[READING TEXT]

--------

Workflow YAML Reference¶

Complete reference for workflow definition files.

Top-level structure¶

name: my-workflow                           # required
version: "1.0"                              # optional, default "1.0"
description: "What this workflow does"      # optional

config:
  provider: openai                          # default provider
  model: gpt-4o-mini                        # default model
  max_retries: 3                            # retry attempts per step
  budget_usd: 0.50                          # spending limit (null = unlimited)
  timeout: 300.0                            # workflow timeout in seconds (null = unlimited)
  max_concurrent_steps: 10                  # parallel step limit
  stream: false                             # streaming default

state:
  key: "value"                              # initial state variables
  nested:
    key: "value"

--------

[DATA SHOWN]
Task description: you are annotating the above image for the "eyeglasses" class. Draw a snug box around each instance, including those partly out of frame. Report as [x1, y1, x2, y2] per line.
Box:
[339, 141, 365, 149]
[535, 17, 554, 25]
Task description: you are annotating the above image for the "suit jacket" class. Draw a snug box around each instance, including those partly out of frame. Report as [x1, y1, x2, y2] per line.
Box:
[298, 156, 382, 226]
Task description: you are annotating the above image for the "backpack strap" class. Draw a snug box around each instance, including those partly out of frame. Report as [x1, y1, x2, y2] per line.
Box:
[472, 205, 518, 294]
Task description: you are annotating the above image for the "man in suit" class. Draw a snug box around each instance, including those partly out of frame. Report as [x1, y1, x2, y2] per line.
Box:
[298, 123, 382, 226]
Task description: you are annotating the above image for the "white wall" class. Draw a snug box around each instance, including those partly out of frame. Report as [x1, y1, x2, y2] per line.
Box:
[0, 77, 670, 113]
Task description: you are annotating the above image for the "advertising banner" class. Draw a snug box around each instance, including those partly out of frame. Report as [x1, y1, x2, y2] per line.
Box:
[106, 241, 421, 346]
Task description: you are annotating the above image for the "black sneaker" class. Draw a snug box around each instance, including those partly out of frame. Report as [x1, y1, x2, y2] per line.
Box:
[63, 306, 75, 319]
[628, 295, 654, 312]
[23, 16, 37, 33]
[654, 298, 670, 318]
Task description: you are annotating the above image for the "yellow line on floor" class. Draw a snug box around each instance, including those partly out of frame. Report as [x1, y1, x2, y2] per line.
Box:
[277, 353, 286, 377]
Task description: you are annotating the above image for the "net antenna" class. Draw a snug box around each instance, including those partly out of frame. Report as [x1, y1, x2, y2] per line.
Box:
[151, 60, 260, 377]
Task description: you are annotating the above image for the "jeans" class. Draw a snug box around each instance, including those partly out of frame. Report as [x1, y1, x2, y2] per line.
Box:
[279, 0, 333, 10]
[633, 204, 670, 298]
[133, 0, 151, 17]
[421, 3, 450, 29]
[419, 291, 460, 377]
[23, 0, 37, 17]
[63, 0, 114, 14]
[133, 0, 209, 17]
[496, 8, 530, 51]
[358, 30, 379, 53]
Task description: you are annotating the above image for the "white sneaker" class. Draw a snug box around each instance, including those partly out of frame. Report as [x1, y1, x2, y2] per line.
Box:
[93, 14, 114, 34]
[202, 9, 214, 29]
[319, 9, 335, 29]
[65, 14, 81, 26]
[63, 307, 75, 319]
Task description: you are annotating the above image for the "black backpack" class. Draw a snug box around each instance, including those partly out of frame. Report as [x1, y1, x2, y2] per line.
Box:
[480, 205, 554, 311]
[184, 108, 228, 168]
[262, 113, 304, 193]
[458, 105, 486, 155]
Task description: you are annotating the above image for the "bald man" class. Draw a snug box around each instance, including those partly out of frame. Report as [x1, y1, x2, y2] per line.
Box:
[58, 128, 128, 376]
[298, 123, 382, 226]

--------

[WORK INSTRUCTION A]
In the workflow YAML reference, change "spending limit" to "cost ceiling" and give the passage again from "Complete reference for" to "seconds (null = unlimited)".
[WORK INSTRUCTION B]
Extend the workflow YAML reference past its last line.

[REPLY A]
Complete reference for workflow definition files.

Top-level structure¶

name: my-workflow                           # required
version: "1.0"                              # optional, default "1.0"
description: "What this workflow does"      # optional

config:
  provider: openai                          # default provider
  model: gpt-4o-mini                        # default model
  max_retries: 3                            # retry attempts per step
  budget_usd: 0.50                          # cost ceiling (null = unlimited)
  timeout: 300.0                            # workflow timeout in seconds (null = unlimited)

[REPLY B]
steps:                                      # at least one step required
  - id: step_id
    type: llm_call                          # llm_call | tool | router | subworkflow
    # ... step-specific fields

Config options¶

Option	Type	Default	Description
`provider`	`string`	`openai`	Default LLM provider
`model`	`string`	`gpt-4o-mini`	Default model for all LLM steps
`max_retries`	`int`	`3`	Retry attempts on failure
`budget_usd`	`float`	`null`	Maximum spend in USD
`timeout`	`float`	`null`	Workflow timeout in seconds
`max_concurrent_steps`	`int`	`10`	Max parallel steps per layer. Bounded `1 ≤ N ≤ 1024` at parse time — values outside that range raise a Pydantic error instead of deadlocking the limiter or surfacing a cryptic `total_tokens must be >= 0`.
`stream`	`bool`	`false`	Enable streaming by default
`sandbox`	`object`	disabled	Security sandbox config
`on_step_failure`	`string`	`skip_downstream`	Behaviour when a step (or router) ends in FAILED. `skip_downstream` (default) marks every transitive dependent as SKIPPED with an `error` field naming the closest failed ancestor; `continue` keeps the pre-0.5.0 best-effort behaviour where dependents still run against partial state.
`strict_outputs`	`bool`	`false`	Promote the parallel-output collision warning to a parse error. Two parallel-eligible steps writing the same `output:` key normally trigger a `UserWarning` listing both step ids; set `strict_outputs: true` to refuse the workflow at parse time. Sequential overwrite via `depends_on` is exempt — it's an intentional pattern.
`responses_file`	`string`	`null`	Mock provider recording path (when `provider: mock`)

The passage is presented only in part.